§ **Task brief**
Reproduce the records below word for word, leaving out the pictures.

§ **Provided entries**
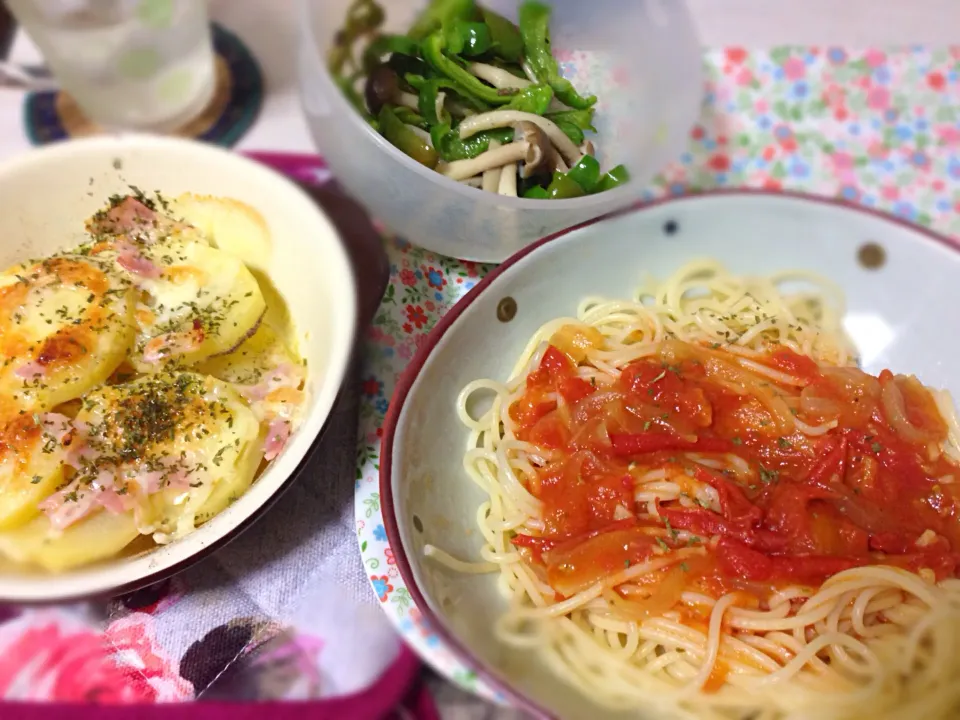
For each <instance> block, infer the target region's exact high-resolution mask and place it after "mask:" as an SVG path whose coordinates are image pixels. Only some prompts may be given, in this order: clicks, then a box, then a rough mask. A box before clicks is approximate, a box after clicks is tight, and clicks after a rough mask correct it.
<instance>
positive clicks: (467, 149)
mask: <svg viewBox="0 0 960 720" xmlns="http://www.w3.org/2000/svg"><path fill="white" fill-rule="evenodd" d="M430 139H431V140H433V146H434V147H435V148H436V149H437V151H438V152H439V153H440V157H442V158H443V159H444V160H445V161H446V162H454V161H455V160H469V159H471V158H475V157H476V156H477V155H480V154H481V153H485V152H486V151H487V150H488V149H489V147H490V141H491V140H497V141H498V142H500V143H501V144H506V143H509V142H512V141H513V130H512V129H511V128H499V129H497V130H486V131H484V132H480V133H477V134H476V135H472V136H470V137H468V138H467V139H466V140H461V139H460V135H459V134H458V133H457V132H456V131H455V130H453V129H452V128H451V127H450V126H449V125H434V126H433V127H432V128H430Z"/></svg>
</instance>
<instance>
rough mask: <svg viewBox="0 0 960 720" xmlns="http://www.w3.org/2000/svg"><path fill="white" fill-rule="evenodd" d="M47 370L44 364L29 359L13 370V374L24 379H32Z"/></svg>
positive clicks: (41, 374)
mask: <svg viewBox="0 0 960 720" xmlns="http://www.w3.org/2000/svg"><path fill="white" fill-rule="evenodd" d="M46 372H47V369H46V367H45V366H43V365H41V364H40V363H38V362H37V361H36V360H31V361H30V362H28V363H25V364H23V365H21V366H20V367H18V368H17V369H16V370H14V371H13V374H14V375H16V376H17V377H18V378H23V379H24V380H32V379H33V378H37V377H43V375H44V374H45V373H46Z"/></svg>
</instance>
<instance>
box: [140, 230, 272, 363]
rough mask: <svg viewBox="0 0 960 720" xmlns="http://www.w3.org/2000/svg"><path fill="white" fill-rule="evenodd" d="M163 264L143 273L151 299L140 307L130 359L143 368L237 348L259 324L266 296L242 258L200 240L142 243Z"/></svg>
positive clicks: (188, 362)
mask: <svg viewBox="0 0 960 720" xmlns="http://www.w3.org/2000/svg"><path fill="white" fill-rule="evenodd" d="M142 253H143V255H144V256H146V257H147V258H148V259H149V261H150V262H152V263H154V264H155V266H156V267H157V268H159V274H158V275H156V276H155V277H143V276H141V277H140V278H138V280H137V283H138V285H139V286H140V288H141V289H142V290H143V291H144V292H145V293H146V295H147V297H148V300H147V301H146V303H145V304H144V305H141V306H139V307H138V308H137V310H136V313H135V316H136V321H137V327H138V335H137V341H136V346H135V349H134V352H133V353H132V354H131V357H130V360H131V363H132V364H133V365H134V367H136V368H137V370H139V371H140V372H156V371H158V370H161V369H164V367H165V366H169V365H170V364H171V363H172V364H175V365H179V366H191V365H195V364H196V363H198V362H201V361H202V360H206V359H207V358H209V357H212V356H214V355H217V354H219V353H225V352H229V351H231V350H233V349H234V348H236V347H237V346H238V345H239V344H240V343H241V342H242V341H243V340H244V339H245V338H246V337H248V336H249V335H250V334H251V333H252V332H253V331H254V330H255V329H256V327H257V324H258V323H259V322H260V319H261V318H262V316H263V314H264V311H265V310H266V301H265V300H264V297H263V294H262V293H261V292H260V287H259V285H258V284H257V281H256V279H255V278H254V276H253V274H252V273H251V272H250V270H248V269H247V267H246V266H245V265H244V264H243V262H242V261H241V260H239V259H237V258H235V257H233V256H232V255H229V254H227V253H225V252H222V251H221V250H217V249H216V248H212V247H209V246H207V245H204V244H202V243H198V242H186V243H172V242H171V243H166V244H164V245H162V246H151V247H146V248H143V249H142Z"/></svg>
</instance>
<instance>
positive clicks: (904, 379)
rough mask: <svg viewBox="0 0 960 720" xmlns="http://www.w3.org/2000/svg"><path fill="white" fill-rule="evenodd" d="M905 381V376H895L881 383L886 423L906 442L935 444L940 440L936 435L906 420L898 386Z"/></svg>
mask: <svg viewBox="0 0 960 720" xmlns="http://www.w3.org/2000/svg"><path fill="white" fill-rule="evenodd" d="M907 380H908V378H906V377H905V376H903V375H897V376H896V377H894V378H892V379H890V380H888V381H887V382H885V383H883V389H882V391H881V394H880V399H881V401H882V403H883V414H884V415H885V416H886V418H887V422H889V423H890V425H891V426H892V427H893V429H894V430H896V431H897V434H898V435H900V437H901V438H903V439H904V440H906V441H907V442H910V443H914V444H917V445H925V444H927V443H930V442H936V441H937V440H939V439H940V438H939V437H937V433H935V432H931V431H930V430H927V429H925V428H921V427H917V426H916V425H914V424H913V423H912V422H910V420H909V419H908V418H907V408H906V401H905V400H904V398H903V392H902V391H901V389H900V384H901V383H903V382H906V381H907Z"/></svg>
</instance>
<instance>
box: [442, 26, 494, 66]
mask: <svg viewBox="0 0 960 720" xmlns="http://www.w3.org/2000/svg"><path fill="white" fill-rule="evenodd" d="M446 35H447V44H448V50H449V51H450V52H452V53H453V54H454V55H466V56H467V57H476V56H477V55H483V54H484V53H485V52H487V51H488V50H489V49H490V46H491V45H492V44H493V40H492V39H491V38H490V30H489V28H487V26H486V25H484V24H483V23H471V22H463V21H462V20H457V21H455V22H453V23H451V24H450V26H449V29H448V30H447V31H446Z"/></svg>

§ **Result**
For each <instance> block, infer the target region's exact high-resolution mask and place it after "mask:" as an SVG path whose coordinates are image pixels. Only some prompts may be given, in this order: clicks, then a box, then a rough mask. A box before clicks is approximate, a box after clicks is tight, and clicks after a rough mask correct it.
<instance>
positive clicks: (467, 149)
mask: <svg viewBox="0 0 960 720" xmlns="http://www.w3.org/2000/svg"><path fill="white" fill-rule="evenodd" d="M430 139H431V140H433V146H434V147H435V148H436V149H437V151H438V152H439V153H440V157H442V158H443V159H444V160H445V161H446V162H454V161H455V160H469V159H471V158H475V157H476V156H477V155H480V154H481V153H485V152H486V151H487V150H488V149H489V147H490V141H491V140H497V141H498V142H500V143H501V144H506V143H509V142H512V141H513V130H512V129H511V128H499V129H497V130H486V131H484V132H480V133H477V134H476V135H472V136H470V137H468V138H467V139H466V140H461V139H460V135H459V134H458V133H457V132H456V131H455V130H453V129H452V128H451V127H450V126H449V125H434V126H433V127H432V128H430Z"/></svg>
</instance>
<instance>
rough mask: <svg viewBox="0 0 960 720" xmlns="http://www.w3.org/2000/svg"><path fill="white" fill-rule="evenodd" d="M47 370L44 364L29 359L13 370V374L24 379H32Z"/></svg>
positive clicks: (41, 374)
mask: <svg viewBox="0 0 960 720" xmlns="http://www.w3.org/2000/svg"><path fill="white" fill-rule="evenodd" d="M46 372H47V369H46V367H45V366H43V365H41V364H40V363H38V362H37V361H36V360H31V361H30V362H28V363H25V364H23V365H21V366H20V367H18V368H17V369H16V370H14V371H13V374H14V375H16V376H17V377H18V378H23V379H24V380H32V379H33V378H37V377H43V375H44V374H45V373H46Z"/></svg>
</instance>
<instance>
box: [140, 230, 272, 363]
rough mask: <svg viewBox="0 0 960 720" xmlns="http://www.w3.org/2000/svg"><path fill="white" fill-rule="evenodd" d="M163 264L143 273L151 299L140 307L130 359L143 368L237 348L259 324L266 296L242 258L200 240L142 243Z"/></svg>
positive clicks: (188, 362)
mask: <svg viewBox="0 0 960 720" xmlns="http://www.w3.org/2000/svg"><path fill="white" fill-rule="evenodd" d="M142 253H143V255H144V256H146V257H147V258H148V259H149V261H150V262H152V263H154V264H155V266H156V267H157V268H159V274H158V275H156V276H155V277H143V276H141V277H140V278H138V280H137V283H138V285H139V286H140V288H141V289H142V290H143V291H144V292H145V293H146V295H147V297H148V300H147V301H146V303H145V304H144V305H141V306H139V307H138V308H137V310H136V313H135V316H136V321H137V327H138V335H137V341H136V346H135V349H134V352H133V353H132V354H131V357H130V360H131V363H132V364H133V365H134V367H136V368H137V370H139V371H140V372H156V371H158V370H161V369H164V367H165V366H169V365H170V364H171V363H172V364H175V365H179V366H191V365H195V364H196V363H198V362H201V361H202V360H206V359H207V358H209V357H212V356H214V355H217V354H219V353H225V352H229V351H231V350H233V349H234V348H236V347H237V346H238V345H239V344H240V343H241V342H242V341H243V340H244V339H245V338H246V337H248V336H249V335H250V334H251V333H252V332H253V331H254V330H255V329H256V327H257V324H258V323H259V322H260V319H261V318H262V316H263V314H264V311H265V310H266V301H265V300H264V297H263V294H262V293H261V292H260V287H259V285H258V284H257V281H256V279H255V278H254V276H253V274H252V273H251V272H250V270H248V269H247V267H246V266H245V265H244V264H243V262H242V261H241V260H239V259H237V258H235V257H233V256H232V255H229V254H227V253H225V252H222V251H221V250H217V249H216V248H212V247H209V246H207V245H204V244H202V243H198V242H186V243H172V242H171V243H166V244H164V245H162V246H151V247H146V248H143V249H142Z"/></svg>
</instance>
<instance>
positive clicks: (904, 379)
rough mask: <svg viewBox="0 0 960 720" xmlns="http://www.w3.org/2000/svg"><path fill="white" fill-rule="evenodd" d="M905 381V376H895L881 383L886 423L906 442L935 444L940 440L936 435L906 420L898 386Z"/></svg>
mask: <svg viewBox="0 0 960 720" xmlns="http://www.w3.org/2000/svg"><path fill="white" fill-rule="evenodd" d="M907 380H908V378H906V377H905V376H903V375H897V376H896V377H894V378H892V379H890V380H888V381H887V382H885V383H883V389H882V391H881V394H880V399H881V401H882V403H883V414H884V415H885V416H886V418H887V422H889V423H890V425H891V426H892V427H893V429H894V430H896V431H897V434H898V435H900V437H901V438H903V439H904V440H906V441H907V442H910V443H914V444H917V445H925V444H927V443H930V442H936V441H937V440H939V439H940V438H939V437H937V433H935V432H931V431H930V430H927V429H925V428H921V427H917V426H916V425H914V424H913V423H912V422H910V420H909V419H908V418H907V408H906V401H905V400H904V398H903V392H902V391H901V389H900V384H901V383H903V382H906V381H907Z"/></svg>
</instance>
<instance>
box: [442, 26, 494, 66]
mask: <svg viewBox="0 0 960 720" xmlns="http://www.w3.org/2000/svg"><path fill="white" fill-rule="evenodd" d="M446 35H447V44H448V50H449V51H450V52H452V53H453V54H454V55H466V56H467V57H476V56H477V55H483V54H484V53H485V52H487V51H488V50H489V49H490V46H491V45H492V44H493V40H492V39H491V38H490V30H489V28H487V26H486V25H484V24H483V23H471V22H463V21H462V20H457V21H455V22H453V23H451V24H450V26H449V29H448V30H447V31H446Z"/></svg>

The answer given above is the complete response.